- _MATERIAL TO PROCESS_

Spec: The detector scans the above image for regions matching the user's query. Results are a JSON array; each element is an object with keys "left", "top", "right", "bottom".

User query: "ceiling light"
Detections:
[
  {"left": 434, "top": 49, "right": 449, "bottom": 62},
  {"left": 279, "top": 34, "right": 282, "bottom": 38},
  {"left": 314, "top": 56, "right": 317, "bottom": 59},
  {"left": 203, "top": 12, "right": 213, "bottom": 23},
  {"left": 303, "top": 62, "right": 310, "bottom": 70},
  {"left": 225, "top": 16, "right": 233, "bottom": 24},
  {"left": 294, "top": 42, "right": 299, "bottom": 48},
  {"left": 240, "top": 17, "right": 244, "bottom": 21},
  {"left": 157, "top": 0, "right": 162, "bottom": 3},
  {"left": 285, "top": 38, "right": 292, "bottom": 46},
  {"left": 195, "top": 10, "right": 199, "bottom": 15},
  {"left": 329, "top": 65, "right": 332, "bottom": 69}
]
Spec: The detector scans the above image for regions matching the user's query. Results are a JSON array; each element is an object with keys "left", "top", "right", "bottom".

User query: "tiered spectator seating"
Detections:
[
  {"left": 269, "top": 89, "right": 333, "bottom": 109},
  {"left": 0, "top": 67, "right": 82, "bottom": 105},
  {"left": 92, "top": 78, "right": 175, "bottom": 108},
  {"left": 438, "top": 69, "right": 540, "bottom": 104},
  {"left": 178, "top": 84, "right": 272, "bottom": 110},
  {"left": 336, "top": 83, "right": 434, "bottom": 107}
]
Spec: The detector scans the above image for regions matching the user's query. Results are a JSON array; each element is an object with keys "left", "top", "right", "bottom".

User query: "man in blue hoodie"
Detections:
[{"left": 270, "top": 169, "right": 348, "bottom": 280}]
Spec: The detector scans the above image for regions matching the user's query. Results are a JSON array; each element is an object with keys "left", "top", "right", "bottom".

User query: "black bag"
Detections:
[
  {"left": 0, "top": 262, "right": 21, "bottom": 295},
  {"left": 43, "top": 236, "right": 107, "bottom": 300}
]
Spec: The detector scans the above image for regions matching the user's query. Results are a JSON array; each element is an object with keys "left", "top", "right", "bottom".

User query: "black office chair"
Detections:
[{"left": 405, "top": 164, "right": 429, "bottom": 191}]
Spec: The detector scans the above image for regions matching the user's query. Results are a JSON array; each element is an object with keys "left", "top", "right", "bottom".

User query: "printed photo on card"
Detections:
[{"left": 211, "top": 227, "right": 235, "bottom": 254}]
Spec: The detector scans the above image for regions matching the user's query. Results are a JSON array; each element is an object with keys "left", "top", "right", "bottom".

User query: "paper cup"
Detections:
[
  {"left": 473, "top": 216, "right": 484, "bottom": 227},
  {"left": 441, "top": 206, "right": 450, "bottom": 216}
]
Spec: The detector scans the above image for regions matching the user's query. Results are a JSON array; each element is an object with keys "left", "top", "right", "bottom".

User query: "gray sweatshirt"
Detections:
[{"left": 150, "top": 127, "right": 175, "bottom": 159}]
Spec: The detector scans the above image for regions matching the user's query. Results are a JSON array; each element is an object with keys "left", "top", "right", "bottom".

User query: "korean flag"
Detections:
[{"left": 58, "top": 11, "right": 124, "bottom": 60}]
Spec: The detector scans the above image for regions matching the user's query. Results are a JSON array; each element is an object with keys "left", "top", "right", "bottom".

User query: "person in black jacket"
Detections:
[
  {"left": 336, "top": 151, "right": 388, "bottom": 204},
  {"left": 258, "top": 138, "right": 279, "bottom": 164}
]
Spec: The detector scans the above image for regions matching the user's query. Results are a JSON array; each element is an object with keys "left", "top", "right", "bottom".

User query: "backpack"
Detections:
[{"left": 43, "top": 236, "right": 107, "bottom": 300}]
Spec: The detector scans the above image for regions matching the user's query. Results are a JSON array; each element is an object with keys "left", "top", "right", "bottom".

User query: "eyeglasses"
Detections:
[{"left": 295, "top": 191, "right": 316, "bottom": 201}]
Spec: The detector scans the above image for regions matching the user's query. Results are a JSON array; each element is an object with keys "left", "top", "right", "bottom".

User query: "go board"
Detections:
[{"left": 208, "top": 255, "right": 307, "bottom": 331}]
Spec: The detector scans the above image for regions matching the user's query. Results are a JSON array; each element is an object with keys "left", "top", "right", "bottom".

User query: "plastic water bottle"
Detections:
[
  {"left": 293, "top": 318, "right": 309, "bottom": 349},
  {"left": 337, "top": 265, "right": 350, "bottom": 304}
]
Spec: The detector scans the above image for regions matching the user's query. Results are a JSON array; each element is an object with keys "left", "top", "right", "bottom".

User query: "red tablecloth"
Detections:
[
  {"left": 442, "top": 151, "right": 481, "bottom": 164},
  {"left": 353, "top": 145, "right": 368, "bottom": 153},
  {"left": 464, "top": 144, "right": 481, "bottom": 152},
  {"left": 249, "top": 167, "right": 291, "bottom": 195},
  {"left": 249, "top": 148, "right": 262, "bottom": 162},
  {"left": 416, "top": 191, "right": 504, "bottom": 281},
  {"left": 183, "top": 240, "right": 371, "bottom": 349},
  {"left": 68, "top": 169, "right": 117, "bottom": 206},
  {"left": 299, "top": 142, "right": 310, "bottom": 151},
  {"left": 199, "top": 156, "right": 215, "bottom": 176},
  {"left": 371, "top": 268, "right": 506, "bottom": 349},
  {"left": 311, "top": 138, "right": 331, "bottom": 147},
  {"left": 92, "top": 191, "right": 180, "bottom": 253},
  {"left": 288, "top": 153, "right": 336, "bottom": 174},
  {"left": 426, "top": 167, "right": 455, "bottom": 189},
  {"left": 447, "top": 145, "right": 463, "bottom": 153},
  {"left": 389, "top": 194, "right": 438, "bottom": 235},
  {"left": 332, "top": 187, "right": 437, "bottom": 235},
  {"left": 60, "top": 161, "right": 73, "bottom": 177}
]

- _ABOUT THIS TASK_
All lines with the word "black" need to be copied from the data above.

- _TASK OUTPUT_
User query: "black bag"
User query: "black office chair"
User query: "person in black jacket"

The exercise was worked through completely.